Route 74 is a state highway in Connecticut in the eastern part of the Greater Hartford area. It runs from Route 194 in South Windsor to US 44 in Ashford, going through the towns of Ellington, Vernon, Tolland, and Willington. East of its junction with I-84, it becomes a rural collector road.

Route description
Route 74 begins at an intersection with Route 194 in South Windsor and proceeds northeastward into the southwestern part of Ellington. In Ellington, it continues northeastward and then loops southeastward into Vernon. In Vernon, Route 74 becomes Windsorville Road and continues to a concurrency with Route 83 through the west end of the village of Rockville. When Route 83 turns to the north at West Street, Route 74 continues eastward towards Tolland. In Tolland, Route 74 continues east through town, with a brief concurrency with Route 30. Just prior to the Willington town line, it crosses I-84. In Willington, Route 74 continues eastward, with a brief concurrency with Route 320 in the center of town, and continues into Ashford. In Ashford, Route 74 continues southeastward to its terminus at an intersection with US 44.

---

- **Written request 1**
Pull out each line of the records that contains the string "distant", treating uppercase and lowercase as different.
The Route 74 text has no connection to the records.

---

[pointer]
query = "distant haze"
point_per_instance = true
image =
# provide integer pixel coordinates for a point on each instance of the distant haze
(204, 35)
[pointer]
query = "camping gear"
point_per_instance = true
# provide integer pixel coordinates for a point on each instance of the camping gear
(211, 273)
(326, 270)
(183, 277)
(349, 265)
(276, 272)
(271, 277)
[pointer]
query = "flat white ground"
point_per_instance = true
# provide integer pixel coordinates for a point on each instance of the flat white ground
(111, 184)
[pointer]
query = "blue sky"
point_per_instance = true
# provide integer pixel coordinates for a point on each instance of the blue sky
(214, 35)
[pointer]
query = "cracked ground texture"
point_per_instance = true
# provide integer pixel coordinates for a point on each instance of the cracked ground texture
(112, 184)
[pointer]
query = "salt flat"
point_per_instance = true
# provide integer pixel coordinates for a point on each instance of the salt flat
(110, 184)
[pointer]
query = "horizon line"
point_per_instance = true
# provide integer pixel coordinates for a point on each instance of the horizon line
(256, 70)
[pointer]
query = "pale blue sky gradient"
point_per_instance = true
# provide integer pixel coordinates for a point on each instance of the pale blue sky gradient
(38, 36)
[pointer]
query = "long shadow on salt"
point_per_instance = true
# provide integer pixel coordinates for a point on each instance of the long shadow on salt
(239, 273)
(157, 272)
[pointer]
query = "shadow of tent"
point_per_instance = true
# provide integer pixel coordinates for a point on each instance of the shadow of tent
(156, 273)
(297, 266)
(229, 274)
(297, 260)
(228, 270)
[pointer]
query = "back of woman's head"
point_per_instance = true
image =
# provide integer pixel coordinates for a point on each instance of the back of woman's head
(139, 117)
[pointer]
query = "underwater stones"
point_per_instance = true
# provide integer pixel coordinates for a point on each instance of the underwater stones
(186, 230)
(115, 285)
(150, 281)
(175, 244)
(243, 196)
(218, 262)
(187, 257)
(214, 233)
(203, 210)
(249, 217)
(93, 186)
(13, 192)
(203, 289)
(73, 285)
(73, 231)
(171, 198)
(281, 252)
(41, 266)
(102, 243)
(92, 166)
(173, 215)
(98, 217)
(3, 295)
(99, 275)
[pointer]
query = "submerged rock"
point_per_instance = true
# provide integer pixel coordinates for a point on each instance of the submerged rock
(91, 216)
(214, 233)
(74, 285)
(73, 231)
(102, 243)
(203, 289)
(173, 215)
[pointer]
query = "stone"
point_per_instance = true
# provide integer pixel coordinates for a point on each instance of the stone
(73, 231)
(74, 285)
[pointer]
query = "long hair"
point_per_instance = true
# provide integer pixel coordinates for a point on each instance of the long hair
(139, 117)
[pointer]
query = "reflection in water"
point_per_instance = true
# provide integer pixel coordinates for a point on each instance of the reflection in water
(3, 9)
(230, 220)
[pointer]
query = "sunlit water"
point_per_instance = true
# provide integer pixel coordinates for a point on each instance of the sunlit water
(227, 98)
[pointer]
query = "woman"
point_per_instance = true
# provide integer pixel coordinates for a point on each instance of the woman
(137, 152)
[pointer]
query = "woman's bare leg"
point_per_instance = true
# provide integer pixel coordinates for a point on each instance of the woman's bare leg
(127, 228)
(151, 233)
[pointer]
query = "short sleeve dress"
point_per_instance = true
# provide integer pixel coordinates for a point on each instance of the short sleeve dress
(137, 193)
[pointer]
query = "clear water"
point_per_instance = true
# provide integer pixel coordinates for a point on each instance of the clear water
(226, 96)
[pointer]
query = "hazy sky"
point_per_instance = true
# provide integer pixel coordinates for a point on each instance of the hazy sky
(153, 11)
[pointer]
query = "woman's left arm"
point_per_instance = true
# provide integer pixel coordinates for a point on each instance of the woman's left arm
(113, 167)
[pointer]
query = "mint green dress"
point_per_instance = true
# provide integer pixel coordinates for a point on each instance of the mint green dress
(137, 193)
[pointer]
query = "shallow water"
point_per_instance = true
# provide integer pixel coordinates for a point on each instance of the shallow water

---

- **Written request 2**
Write the next part of the Route 74 text, carrying on from its final sentence.

- **Written answer 1**
query = "distant haze"
# provide integer pixel coordinates for a point on each instance of the distant haze

- **Written answer 2**
History
The eastern half of modern Route 74 (east of Tolland center) was originally laid out as a turnpike in 1809 known as the Tolland County Turnpike. The turnpike ran from Ellington center, through Tolland and Willington, to the village of West Ashford, ending at the Boston Turnpike. The turnpike corporation collected tolls until 1834 when the corporation was dissolved.
In 1922, the turnpike route between Tollland and West Ashford and the road between Rockville and Tolland was designated as State Highway 107. Route 74 was commissioned in the 1932 state highway renumbering from old Highway 107 and ran from Route 83 in Rockville to US 44 (then Route 101) in Ashford. In 1948, the section from I-84 in Tolland to US 44 was transferred to US 44, which had been relocated to the new Wilbur Cross Highway between Manchester and Tolland. This change was reversed on December 1, 1982 with the connection of Interstate 84 with I-384 and the southward rerouting of US 44 to its original surface route. In 1963, Route 74 was extended west to the intersection of Routes 30 and 194 and Buckland Road in South Windsor center. In 1993, for safety reasons, the western terminus was moved slightly north to its current location.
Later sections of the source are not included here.